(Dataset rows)
■ ■ ■ ■ ■

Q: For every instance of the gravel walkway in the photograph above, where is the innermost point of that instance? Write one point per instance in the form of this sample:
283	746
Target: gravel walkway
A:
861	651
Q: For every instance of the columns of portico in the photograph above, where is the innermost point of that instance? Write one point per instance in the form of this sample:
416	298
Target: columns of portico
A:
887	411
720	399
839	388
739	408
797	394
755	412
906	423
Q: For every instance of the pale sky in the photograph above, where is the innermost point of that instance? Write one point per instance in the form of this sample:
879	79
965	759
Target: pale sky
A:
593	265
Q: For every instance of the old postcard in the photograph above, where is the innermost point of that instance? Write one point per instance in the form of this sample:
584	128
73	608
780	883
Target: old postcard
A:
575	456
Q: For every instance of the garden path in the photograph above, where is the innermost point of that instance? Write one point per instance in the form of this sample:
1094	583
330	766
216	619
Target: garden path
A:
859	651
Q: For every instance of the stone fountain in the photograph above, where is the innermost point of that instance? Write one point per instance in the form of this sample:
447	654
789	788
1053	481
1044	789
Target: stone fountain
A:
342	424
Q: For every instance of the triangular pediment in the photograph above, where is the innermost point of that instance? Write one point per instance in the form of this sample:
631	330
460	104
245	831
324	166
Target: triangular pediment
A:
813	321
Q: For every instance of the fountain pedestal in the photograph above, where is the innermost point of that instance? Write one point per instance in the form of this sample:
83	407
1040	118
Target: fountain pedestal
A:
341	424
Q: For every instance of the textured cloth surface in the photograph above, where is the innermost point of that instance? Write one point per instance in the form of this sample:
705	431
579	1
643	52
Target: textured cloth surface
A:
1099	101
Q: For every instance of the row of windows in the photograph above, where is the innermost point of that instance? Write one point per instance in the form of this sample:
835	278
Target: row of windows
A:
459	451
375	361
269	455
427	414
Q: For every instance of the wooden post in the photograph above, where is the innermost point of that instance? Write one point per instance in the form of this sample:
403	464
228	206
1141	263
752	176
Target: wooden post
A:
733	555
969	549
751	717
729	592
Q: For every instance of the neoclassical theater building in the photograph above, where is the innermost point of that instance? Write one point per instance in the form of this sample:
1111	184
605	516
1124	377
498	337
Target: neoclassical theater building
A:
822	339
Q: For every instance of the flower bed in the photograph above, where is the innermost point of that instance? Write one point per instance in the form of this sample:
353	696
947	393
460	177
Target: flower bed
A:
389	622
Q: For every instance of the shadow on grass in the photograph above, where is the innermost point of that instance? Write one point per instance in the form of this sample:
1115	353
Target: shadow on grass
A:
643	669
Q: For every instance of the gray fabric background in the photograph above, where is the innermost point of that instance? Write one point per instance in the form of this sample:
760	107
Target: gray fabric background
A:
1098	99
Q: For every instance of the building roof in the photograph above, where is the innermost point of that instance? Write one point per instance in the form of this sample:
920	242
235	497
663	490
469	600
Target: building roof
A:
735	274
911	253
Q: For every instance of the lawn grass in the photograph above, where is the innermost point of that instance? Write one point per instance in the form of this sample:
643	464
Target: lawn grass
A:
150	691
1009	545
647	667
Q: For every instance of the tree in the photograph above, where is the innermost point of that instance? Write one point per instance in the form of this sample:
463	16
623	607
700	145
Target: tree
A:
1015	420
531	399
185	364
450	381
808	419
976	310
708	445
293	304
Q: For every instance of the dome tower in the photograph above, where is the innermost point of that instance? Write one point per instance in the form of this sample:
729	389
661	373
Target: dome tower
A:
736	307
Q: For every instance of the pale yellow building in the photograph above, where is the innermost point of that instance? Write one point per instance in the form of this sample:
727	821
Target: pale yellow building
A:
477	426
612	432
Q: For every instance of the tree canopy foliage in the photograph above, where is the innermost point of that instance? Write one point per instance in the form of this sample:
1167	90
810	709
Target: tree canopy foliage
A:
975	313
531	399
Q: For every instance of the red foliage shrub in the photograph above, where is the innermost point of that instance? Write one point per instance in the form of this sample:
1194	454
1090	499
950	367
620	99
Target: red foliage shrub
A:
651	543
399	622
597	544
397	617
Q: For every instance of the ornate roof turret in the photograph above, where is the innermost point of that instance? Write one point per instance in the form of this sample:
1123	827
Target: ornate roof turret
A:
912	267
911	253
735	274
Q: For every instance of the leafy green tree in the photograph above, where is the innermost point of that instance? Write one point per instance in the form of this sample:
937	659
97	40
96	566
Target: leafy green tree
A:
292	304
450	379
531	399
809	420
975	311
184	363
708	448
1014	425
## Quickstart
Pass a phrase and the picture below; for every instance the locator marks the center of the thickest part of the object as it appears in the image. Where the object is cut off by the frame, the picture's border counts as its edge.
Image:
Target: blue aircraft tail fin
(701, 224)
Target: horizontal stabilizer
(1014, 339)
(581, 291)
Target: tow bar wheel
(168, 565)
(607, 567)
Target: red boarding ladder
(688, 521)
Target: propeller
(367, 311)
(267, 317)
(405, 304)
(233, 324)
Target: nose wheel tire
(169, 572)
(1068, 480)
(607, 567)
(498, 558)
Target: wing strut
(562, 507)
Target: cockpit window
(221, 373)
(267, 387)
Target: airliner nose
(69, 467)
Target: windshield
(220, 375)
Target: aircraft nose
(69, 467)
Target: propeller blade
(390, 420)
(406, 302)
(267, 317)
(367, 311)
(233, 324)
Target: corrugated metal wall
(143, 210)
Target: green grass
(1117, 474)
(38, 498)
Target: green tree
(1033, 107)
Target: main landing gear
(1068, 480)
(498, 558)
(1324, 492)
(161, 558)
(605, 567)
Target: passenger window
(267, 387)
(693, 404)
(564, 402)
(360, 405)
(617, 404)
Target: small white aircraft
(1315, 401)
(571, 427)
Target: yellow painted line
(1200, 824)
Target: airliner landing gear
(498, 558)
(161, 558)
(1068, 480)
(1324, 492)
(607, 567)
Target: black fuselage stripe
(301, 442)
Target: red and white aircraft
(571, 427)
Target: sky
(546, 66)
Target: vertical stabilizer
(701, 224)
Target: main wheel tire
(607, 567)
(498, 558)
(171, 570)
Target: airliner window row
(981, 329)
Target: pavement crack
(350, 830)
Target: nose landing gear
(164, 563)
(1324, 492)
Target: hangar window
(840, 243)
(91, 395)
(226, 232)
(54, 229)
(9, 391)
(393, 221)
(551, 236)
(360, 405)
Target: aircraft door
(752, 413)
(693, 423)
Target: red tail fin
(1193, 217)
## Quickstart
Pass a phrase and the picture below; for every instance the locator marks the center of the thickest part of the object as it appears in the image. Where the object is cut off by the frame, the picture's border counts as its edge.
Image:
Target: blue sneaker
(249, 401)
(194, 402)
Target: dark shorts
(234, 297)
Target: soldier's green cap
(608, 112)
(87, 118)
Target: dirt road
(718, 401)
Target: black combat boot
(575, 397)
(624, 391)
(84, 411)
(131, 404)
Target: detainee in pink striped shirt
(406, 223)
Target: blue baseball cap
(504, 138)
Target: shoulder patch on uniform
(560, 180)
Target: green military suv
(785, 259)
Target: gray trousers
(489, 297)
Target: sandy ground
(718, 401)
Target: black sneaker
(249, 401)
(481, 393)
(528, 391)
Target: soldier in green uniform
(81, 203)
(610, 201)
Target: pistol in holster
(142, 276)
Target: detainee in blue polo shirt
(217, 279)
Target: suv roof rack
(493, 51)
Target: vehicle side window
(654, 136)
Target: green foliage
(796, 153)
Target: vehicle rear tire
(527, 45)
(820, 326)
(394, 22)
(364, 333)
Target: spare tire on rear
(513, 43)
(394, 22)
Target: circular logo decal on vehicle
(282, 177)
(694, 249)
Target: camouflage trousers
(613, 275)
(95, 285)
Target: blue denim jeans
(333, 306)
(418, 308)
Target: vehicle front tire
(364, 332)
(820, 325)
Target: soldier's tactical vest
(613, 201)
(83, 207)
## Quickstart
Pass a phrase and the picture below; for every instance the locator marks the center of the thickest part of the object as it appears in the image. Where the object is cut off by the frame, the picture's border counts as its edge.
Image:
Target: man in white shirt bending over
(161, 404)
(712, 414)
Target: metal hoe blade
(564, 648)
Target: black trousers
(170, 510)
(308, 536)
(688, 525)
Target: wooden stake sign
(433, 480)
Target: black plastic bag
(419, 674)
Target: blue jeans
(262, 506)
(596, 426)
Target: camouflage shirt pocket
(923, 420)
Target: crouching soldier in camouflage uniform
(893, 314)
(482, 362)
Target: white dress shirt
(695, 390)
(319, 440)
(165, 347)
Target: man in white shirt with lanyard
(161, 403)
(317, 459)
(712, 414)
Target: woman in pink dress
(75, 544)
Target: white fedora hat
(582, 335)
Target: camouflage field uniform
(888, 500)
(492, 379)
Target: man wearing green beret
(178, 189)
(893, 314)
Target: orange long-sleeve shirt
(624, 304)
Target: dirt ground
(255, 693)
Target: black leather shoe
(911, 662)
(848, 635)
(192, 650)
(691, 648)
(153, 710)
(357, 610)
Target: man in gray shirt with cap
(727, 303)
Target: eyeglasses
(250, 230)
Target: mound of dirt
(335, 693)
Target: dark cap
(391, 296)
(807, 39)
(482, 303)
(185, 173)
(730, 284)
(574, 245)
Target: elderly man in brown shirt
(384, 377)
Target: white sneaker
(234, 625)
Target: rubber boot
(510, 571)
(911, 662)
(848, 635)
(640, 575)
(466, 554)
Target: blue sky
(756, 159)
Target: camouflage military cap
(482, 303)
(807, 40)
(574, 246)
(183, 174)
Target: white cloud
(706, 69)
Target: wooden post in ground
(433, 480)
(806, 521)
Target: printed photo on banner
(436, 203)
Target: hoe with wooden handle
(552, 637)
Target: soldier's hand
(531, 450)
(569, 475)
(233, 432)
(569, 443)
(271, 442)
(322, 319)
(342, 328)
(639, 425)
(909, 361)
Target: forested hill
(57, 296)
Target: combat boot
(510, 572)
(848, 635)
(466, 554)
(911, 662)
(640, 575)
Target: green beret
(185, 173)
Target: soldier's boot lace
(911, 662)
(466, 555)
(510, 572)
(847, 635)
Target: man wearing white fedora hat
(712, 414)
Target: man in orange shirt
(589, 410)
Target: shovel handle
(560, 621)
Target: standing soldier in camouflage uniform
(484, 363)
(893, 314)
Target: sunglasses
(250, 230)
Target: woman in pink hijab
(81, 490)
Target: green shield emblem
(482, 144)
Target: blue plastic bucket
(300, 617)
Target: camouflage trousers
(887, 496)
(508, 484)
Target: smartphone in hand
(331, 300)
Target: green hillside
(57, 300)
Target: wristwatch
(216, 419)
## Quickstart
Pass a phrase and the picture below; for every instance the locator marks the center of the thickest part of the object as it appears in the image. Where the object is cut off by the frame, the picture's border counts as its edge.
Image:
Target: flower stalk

■ ■ ■ ■ ■

_Exercise requirements:_ Render the lines above as a JSON list of strings, one string per line and blank lines omitted. Begin at the line that contains "Target: rubber boot" and continue through the end of the records.

_Written reply:_
[
  "Target: rubber boot",
  "(510, 571)",
  "(911, 662)",
  "(848, 635)",
  "(640, 575)",
  "(466, 554)",
  "Target: blue sky",
  "(756, 159)",
  "Target: camouflage military cap",
  "(482, 303)",
  "(807, 40)",
  "(574, 246)",
  "(183, 174)",
  "Target: white cloud",
  "(706, 69)",
  "Target: wooden post in ground",
  "(433, 480)",
  "(806, 521)",
  "Target: printed photo on banner",
  "(436, 203)",
  "Target: hoe with wooden handle",
  "(552, 637)",
  "Target: soldier's hand",
  "(531, 450)",
  "(569, 475)",
  "(233, 432)",
  "(569, 443)",
  "(271, 442)",
  "(322, 319)",
  "(342, 328)",
  "(639, 425)",
  "(909, 361)",
  "Target: forested hill",
  "(57, 296)",
  "Target: combat boot",
  "(510, 572)",
  "(848, 635)",
  "(466, 554)",
  "(911, 662)",
  "(640, 575)",
  "Target: green beret",
  "(185, 173)",
  "Target: soldier's boot lace",
  "(911, 662)",
  "(466, 555)",
  "(510, 572)",
  "(847, 635)",
  "Target: man wearing white fedora hat",
  "(712, 414)",
  "Target: man in orange shirt",
  "(589, 410)",
  "Target: shovel handle",
  "(560, 621)",
  "Target: standing soldier in camouflage uniform",
  "(484, 363)",
  "(893, 314)",
  "Target: sunglasses",
  "(250, 230)",
  "Target: woman in pink hijab",
  "(81, 490)",
  "Target: green shield emblem",
  "(482, 144)",
  "Target: blue plastic bucket",
  "(300, 617)",
  "Target: camouflage trousers",
  "(887, 496)",
  "(508, 484)",
  "Target: smartphone in hand",
  "(331, 300)",
  "Target: green hillside",
  "(57, 300)",
  "Target: wristwatch",
  "(216, 419)",
  "## Quickstart",
  "Pass a phrase and the picture below; for every instance the locator marks the center of the thickest part of the object as it appears in the image. Where the object is cut off by the frame, the picture's border counts as its edge.",
  "Image:",
  "Target: flower stalk"
]